[Saved entries]
++++++++++++++++++++
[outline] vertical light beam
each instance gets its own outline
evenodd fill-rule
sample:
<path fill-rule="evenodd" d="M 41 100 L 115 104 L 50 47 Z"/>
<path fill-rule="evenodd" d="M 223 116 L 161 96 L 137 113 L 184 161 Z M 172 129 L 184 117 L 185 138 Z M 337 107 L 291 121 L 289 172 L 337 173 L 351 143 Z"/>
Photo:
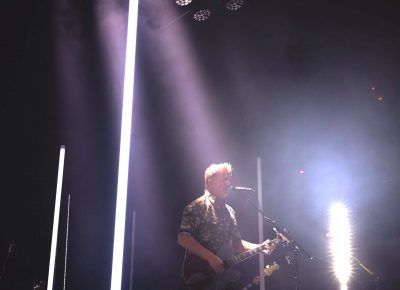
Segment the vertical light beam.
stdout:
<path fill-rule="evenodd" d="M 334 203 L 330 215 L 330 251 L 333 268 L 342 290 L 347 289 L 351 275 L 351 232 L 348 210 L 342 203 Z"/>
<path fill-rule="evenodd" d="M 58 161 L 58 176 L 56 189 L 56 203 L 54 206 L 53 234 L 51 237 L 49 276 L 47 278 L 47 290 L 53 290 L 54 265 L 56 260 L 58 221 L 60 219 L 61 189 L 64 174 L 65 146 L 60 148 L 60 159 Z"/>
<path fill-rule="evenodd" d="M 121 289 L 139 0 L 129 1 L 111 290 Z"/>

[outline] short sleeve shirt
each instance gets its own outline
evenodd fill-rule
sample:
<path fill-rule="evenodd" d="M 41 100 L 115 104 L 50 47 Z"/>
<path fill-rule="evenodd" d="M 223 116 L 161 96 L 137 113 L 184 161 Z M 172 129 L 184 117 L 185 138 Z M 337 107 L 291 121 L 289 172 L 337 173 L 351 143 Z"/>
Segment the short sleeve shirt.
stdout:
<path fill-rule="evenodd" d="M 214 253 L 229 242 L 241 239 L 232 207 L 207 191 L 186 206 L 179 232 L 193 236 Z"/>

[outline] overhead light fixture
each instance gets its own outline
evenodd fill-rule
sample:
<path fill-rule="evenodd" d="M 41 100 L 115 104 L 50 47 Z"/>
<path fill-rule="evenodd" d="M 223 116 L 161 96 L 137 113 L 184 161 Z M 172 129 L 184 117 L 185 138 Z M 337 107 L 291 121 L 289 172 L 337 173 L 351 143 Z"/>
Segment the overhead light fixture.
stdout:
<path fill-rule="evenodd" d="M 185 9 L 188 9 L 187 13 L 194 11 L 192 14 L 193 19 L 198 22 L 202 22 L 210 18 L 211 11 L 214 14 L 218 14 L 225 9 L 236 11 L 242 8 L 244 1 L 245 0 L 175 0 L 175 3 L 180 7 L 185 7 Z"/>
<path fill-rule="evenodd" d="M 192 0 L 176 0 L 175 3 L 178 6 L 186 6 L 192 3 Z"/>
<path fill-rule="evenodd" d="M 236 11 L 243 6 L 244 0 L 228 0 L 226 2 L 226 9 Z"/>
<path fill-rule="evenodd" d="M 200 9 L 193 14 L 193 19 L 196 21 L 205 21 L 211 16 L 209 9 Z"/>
++++++++++++++++++++
Each line from the start of the entries above through the line with "Segment the vertical light beam." should be duplicated exactly, leaving out the pictures.

Response for this exercise:
[outline] vertical light beam
each instance gets its own outline
evenodd fill-rule
sample:
<path fill-rule="evenodd" d="M 41 100 L 115 104 L 50 47 Z"/>
<path fill-rule="evenodd" d="M 223 116 L 161 96 L 137 113 L 184 161 Z M 172 129 L 184 117 L 185 138 Z M 337 107 L 291 121 L 289 172 L 337 173 L 351 143 Z"/>
Photo:
Segment the vertical light beam.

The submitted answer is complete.